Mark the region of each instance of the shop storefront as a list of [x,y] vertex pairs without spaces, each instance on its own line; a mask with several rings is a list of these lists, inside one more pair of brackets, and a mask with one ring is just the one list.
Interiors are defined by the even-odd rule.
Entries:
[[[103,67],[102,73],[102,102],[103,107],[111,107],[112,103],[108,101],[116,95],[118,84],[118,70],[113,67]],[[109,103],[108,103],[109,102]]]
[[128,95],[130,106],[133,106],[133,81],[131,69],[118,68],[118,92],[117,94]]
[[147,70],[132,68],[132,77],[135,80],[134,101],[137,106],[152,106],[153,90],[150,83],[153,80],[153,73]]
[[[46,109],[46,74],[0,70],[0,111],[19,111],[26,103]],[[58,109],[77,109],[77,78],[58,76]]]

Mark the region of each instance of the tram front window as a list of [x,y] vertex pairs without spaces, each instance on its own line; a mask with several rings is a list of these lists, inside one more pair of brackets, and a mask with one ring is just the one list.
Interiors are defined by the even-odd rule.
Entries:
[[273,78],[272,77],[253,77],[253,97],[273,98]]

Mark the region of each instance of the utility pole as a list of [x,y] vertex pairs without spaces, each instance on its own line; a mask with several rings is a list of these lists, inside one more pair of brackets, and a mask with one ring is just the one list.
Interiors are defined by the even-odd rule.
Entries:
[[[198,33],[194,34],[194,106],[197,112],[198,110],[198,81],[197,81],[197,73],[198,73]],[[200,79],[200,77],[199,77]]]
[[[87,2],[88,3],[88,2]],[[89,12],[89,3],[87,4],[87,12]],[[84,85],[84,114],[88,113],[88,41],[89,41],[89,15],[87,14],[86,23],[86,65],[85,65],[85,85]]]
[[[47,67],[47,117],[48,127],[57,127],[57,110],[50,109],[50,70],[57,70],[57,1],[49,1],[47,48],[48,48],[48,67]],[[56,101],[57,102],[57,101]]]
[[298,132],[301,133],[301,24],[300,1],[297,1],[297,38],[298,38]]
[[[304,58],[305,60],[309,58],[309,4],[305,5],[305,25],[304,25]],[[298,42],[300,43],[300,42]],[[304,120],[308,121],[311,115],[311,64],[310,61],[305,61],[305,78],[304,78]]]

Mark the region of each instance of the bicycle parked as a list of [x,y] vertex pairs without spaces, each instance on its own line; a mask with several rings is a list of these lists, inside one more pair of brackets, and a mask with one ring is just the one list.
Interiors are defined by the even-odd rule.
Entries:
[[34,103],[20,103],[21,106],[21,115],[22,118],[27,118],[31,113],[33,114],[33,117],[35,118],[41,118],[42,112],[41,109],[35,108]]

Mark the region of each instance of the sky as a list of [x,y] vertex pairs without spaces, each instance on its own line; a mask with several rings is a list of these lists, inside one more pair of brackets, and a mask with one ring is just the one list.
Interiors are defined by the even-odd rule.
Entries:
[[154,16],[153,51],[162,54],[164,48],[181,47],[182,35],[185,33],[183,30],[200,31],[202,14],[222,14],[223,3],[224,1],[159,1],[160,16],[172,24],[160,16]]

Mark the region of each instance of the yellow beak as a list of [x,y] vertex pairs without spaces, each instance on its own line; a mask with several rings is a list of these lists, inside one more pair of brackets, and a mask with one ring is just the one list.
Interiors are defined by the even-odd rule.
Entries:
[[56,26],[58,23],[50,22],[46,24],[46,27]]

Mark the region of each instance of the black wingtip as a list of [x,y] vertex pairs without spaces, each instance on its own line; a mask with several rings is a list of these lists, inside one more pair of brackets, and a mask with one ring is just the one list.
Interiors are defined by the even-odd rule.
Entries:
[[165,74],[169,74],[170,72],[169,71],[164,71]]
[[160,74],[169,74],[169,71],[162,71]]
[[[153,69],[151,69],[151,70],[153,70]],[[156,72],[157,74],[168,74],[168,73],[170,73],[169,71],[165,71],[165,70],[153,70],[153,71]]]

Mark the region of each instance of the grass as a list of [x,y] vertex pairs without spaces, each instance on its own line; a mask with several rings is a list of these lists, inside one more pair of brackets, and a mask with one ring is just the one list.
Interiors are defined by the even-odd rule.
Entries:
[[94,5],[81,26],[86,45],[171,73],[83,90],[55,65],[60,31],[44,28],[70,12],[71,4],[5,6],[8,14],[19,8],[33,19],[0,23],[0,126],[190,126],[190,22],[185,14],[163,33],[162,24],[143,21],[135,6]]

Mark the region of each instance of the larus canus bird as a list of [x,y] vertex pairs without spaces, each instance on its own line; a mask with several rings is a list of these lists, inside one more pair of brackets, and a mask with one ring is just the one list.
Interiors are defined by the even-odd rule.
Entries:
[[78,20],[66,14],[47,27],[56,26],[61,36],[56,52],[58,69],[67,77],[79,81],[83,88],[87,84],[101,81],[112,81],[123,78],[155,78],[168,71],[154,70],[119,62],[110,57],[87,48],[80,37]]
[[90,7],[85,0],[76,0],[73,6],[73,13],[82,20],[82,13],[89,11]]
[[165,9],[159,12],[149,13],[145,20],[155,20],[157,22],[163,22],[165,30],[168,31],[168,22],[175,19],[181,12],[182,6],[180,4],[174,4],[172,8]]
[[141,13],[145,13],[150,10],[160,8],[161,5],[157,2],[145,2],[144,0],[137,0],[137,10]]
------------------------
→ **HOW TO COMPLETE THIS TASK**
The complete listing, unchanged, is the expected answer.

→ **TASK ANSWER**
Mark the region of each instance of the shop storefront as a list of [x,y] vertex pairs without spaces, each instance on its own line; a mask with several rings is a list of these lists, inside one more pair of brackets, and a mask with one ring is just the one list.
Interiors are defined by the even-odd rule.
Entries:
[[[103,67],[102,73],[102,102],[103,107],[111,107],[112,103],[108,101],[116,95],[118,84],[118,70],[113,67]],[[109,103],[108,103],[109,102]]]
[[128,95],[130,106],[133,106],[133,81],[131,69],[118,68],[118,92],[117,94]]
[[147,70],[132,68],[132,77],[135,80],[134,101],[137,106],[152,106],[153,90],[150,83],[153,80],[153,73]]
[[[46,109],[46,74],[0,70],[0,111],[19,111],[26,103]],[[58,109],[77,109],[77,78],[58,76]]]

Mark the region of each instance of the tram front window as a list of [x,y] vertex pairs without spaces, each instance on its own line; a mask with several rings is a list of these lists, inside one more pair of brackets, and a mask with one ring is just the one list.
Interiors are defined by the even-odd rule.
Entries:
[[273,78],[272,77],[253,77],[253,97],[273,98]]

Mark the region of each instance of the utility pole as a list of [x,y] vertex pairs without spaces, each instance on its own line; a mask with several rings is a list of these lists, inside one more pair of brackets, and a mask with one ring is just the one list.
Interiors are defined by the even-odd rule.
Entries:
[[[198,33],[194,34],[194,106],[197,112],[198,110],[198,81],[197,81],[197,73],[198,73]],[[200,79],[200,77],[199,77]]]
[[[87,2],[88,3],[88,2]],[[89,12],[89,3],[87,4],[87,12]],[[84,85],[84,114],[88,113],[88,41],[89,41],[89,15],[87,14],[86,23],[86,65],[85,65],[85,85]]]
[[[47,67],[47,117],[48,127],[57,127],[57,110],[50,109],[50,70],[57,70],[57,1],[49,1],[47,48],[48,48],[48,67]],[[56,101],[57,102],[57,101]]]
[[298,132],[301,133],[301,24],[300,1],[297,1],[297,38],[298,38]]
[[[304,58],[305,60],[309,58],[309,4],[305,5],[305,25],[304,25]],[[298,42],[300,43],[300,42]],[[304,120],[308,121],[311,115],[311,64],[310,61],[305,61],[305,78],[304,78]]]

Mark the region of each instance of the bicycle parked as a list of [x,y] vertex pairs without spaces, each instance on its own line; a mask with several rings is a list of these lists, inside one more pair of brackets, and a mask with one ring is just the one list.
Interiors are defined by the even-odd rule.
Entries:
[[34,103],[20,103],[21,106],[21,115],[22,118],[27,118],[31,113],[33,114],[33,117],[35,118],[41,118],[42,112],[41,109],[35,108]]

Mark the region of each instance of the sky as a list of [x,y] vertex pairs without spaces, each instance on its own line; a mask with several rings is a list of these lists, inside one more pair of brackets, and a mask with one ring is just the one list.
Interiors are defined by the even-odd rule.
Entries:
[[154,16],[153,51],[162,54],[164,48],[181,47],[182,35],[185,33],[183,30],[200,31],[202,14],[222,14],[223,3],[224,1],[159,1],[160,16],[172,24],[160,16]]

Mark the region of each instance of the yellow beak as a list of [x,y] vertex pairs without spaces, each instance on its own line; a mask with several rings is a list of these lists, inside one more pair of brackets, and a mask with one ring is just the one list.
Interiors are defined by the even-odd rule.
Entries:
[[56,26],[58,23],[50,22],[46,24],[46,27]]

Mark the region of each instance of the black wingtip as a list of [x,y] vertex pairs without spaces, each instance on its own line; a mask with several rings is a list of these lists, inside one more pair of brackets, and a mask with one ring is just the one list.
Interiors are defined by the even-odd rule.
Entries:
[[165,74],[169,74],[170,72],[169,71],[164,71]]
[[160,74],[169,74],[169,71],[162,71]]
[[[153,69],[151,69],[151,70],[153,70]],[[156,72],[157,74],[168,74],[168,73],[170,73],[169,71],[165,71],[165,70],[153,70],[153,71]]]

Mark the region of each instance of the grass as a list of [x,y] vertex pairs without spaces, each instance on its own line; a mask with several rings is a list of these lists, inside one more pair of brackets, and a mask with one ring is just the one list.
Interiors are defined by the even-odd rule.
Entries:
[[94,5],[81,26],[86,45],[171,73],[83,90],[55,65],[60,31],[44,28],[70,12],[71,4],[5,6],[8,14],[19,8],[33,19],[0,23],[0,126],[190,126],[190,22],[185,14],[163,33],[162,24],[143,21],[135,6]]

Mark the region of each instance of the larus canus bird as a list of [x,y] vertex pairs without spaces, each instance on its own line; a mask with several rings is a list of these lists, inside one more pair of brackets, and a mask with one ring is just the one list.
Interiors are defined by the even-odd rule.
Entries:
[[78,20],[66,14],[47,27],[56,26],[61,36],[56,52],[58,69],[67,77],[79,81],[83,88],[87,84],[101,81],[112,81],[123,78],[155,78],[168,71],[154,70],[119,62],[110,57],[87,48],[80,37]]
[[90,7],[85,0],[76,0],[73,6],[73,13],[82,20],[82,13],[89,11]]
[[165,9],[159,12],[149,13],[145,20],[155,20],[157,22],[163,22],[165,30],[168,31],[168,22],[175,19],[181,12],[182,6],[180,4],[174,4],[172,8]]
[[141,13],[145,13],[150,10],[160,8],[161,5],[157,2],[145,2],[144,0],[137,0],[137,10]]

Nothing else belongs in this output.